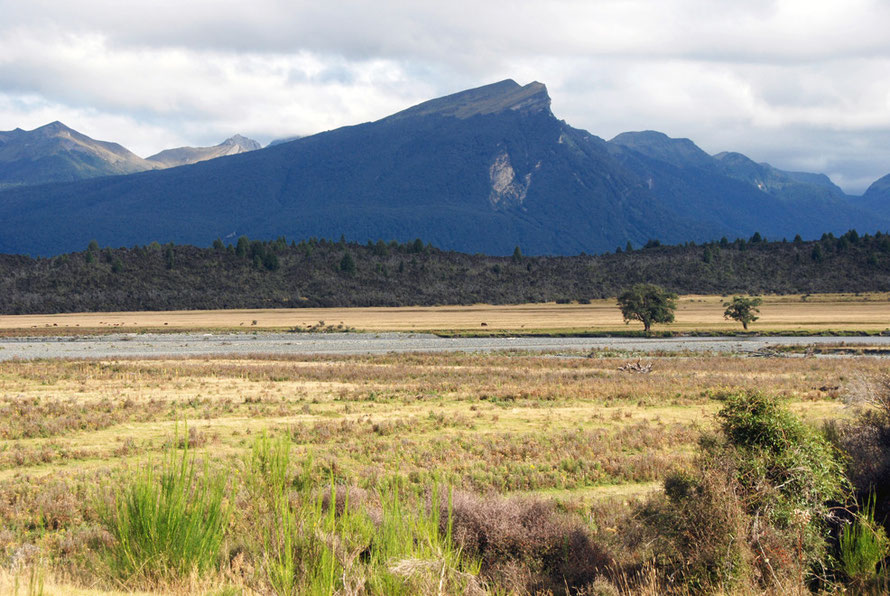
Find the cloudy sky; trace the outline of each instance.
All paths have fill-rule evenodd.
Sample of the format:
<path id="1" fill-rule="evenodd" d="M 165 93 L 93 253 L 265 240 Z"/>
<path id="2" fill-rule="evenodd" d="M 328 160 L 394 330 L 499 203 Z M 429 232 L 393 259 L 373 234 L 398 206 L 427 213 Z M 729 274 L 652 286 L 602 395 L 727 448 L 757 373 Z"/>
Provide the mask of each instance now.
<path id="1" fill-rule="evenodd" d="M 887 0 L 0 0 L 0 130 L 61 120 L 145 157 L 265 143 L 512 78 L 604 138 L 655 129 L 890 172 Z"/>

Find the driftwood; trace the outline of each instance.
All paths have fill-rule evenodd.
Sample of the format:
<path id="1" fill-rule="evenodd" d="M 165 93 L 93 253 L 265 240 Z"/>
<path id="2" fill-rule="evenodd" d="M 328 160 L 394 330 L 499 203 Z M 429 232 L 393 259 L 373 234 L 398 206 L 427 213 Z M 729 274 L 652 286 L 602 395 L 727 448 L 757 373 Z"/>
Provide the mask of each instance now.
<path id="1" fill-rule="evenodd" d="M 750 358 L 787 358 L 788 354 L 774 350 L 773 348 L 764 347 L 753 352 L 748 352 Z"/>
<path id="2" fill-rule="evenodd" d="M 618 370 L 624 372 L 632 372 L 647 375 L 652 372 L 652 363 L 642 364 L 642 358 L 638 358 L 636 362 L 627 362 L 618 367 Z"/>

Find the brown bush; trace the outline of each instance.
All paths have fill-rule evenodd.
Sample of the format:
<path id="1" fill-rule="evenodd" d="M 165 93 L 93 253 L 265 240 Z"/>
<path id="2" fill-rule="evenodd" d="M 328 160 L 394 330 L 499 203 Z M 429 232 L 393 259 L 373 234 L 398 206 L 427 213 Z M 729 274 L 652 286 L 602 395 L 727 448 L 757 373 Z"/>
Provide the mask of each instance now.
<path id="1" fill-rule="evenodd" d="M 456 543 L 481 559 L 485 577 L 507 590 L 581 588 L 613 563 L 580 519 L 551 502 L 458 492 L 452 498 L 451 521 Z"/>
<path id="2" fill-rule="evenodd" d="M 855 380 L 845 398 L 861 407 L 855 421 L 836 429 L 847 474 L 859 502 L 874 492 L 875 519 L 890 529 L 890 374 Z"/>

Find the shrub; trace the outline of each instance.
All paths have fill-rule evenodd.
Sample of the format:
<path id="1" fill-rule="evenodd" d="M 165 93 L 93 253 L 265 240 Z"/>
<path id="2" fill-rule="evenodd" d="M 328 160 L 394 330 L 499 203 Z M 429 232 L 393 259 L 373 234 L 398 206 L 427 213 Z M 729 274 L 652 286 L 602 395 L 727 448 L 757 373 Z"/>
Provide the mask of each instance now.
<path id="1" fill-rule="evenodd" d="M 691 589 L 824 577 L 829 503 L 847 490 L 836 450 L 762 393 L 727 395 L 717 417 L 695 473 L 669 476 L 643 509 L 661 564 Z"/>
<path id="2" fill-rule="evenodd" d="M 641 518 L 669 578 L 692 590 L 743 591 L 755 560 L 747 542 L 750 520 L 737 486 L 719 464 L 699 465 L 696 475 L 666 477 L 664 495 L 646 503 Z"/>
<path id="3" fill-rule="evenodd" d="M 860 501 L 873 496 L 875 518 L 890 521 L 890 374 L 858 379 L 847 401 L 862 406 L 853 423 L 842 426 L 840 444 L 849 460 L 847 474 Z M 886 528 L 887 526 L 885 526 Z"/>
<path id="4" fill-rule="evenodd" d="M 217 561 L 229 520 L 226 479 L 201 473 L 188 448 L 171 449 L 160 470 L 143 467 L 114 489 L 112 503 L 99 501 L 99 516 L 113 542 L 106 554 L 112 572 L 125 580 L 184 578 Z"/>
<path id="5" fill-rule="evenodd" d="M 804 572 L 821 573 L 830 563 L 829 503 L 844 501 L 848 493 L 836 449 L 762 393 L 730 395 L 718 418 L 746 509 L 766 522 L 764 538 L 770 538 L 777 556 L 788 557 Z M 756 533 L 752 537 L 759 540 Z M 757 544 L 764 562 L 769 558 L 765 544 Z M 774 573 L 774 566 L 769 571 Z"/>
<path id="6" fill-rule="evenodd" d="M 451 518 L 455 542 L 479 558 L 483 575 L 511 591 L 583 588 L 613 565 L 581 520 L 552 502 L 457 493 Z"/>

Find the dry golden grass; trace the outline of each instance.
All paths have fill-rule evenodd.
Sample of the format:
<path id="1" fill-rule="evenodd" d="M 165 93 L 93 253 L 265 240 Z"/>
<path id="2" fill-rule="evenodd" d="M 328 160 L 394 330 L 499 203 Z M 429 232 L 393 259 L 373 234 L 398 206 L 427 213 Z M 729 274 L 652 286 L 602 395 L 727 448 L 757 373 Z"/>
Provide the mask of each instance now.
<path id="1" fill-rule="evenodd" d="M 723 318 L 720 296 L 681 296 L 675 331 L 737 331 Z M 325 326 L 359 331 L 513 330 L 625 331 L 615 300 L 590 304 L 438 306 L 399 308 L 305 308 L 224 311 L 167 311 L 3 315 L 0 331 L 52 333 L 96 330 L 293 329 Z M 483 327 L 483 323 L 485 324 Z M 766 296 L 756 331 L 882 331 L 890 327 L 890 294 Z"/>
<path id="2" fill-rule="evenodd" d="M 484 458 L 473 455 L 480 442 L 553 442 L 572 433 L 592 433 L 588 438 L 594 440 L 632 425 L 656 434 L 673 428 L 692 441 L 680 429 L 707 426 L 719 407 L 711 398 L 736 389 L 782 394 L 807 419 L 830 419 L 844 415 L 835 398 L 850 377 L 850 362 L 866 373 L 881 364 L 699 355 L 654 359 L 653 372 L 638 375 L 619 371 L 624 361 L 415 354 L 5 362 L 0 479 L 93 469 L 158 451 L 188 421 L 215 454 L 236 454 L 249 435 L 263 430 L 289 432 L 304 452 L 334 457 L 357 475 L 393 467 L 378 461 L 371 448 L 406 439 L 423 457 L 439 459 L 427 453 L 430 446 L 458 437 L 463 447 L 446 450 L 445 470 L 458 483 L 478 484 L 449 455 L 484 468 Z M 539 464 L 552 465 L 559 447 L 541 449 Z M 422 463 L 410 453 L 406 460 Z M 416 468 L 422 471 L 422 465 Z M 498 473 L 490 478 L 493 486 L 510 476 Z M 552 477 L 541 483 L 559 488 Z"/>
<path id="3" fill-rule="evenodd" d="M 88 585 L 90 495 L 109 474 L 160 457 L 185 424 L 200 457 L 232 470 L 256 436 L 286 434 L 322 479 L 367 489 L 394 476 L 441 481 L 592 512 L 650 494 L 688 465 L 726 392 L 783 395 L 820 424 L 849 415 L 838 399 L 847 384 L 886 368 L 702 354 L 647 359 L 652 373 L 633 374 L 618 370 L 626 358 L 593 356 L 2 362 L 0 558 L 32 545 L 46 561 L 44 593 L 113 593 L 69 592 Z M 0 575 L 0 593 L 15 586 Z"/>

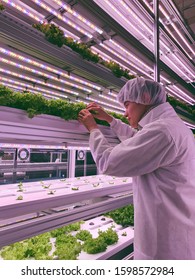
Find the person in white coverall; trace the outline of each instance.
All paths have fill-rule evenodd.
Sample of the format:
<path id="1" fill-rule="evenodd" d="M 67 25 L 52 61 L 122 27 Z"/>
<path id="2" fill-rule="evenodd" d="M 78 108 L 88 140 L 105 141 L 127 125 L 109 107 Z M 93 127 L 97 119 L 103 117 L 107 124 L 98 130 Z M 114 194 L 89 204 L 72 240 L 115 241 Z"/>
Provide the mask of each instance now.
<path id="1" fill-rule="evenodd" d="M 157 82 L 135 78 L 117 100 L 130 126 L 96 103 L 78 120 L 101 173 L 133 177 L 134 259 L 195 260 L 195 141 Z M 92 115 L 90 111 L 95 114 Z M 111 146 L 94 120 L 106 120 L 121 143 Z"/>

━━━━━━━━━━━━━━━━━━━━

**ASSIGNMENT**
Nothing before the line holding "78 108 L 88" belongs in the answer. Repeat that line and the rest of the listing exactly.

**RESULT OF THIS EXERCISE**
<path id="2" fill-rule="evenodd" d="M 78 108 L 88 140 L 105 141 L 127 125 L 109 107 Z M 93 127 L 97 119 L 103 117 L 107 124 L 98 130 Z M 114 194 L 89 204 L 72 240 L 115 241 Z"/>
Provide the mask of each instance now.
<path id="1" fill-rule="evenodd" d="M 157 82 L 135 78 L 117 100 L 130 126 L 96 103 L 78 120 L 101 173 L 133 177 L 134 259 L 195 260 L 195 141 Z M 92 115 L 90 111 L 95 114 Z M 111 146 L 94 120 L 106 120 L 121 143 Z"/>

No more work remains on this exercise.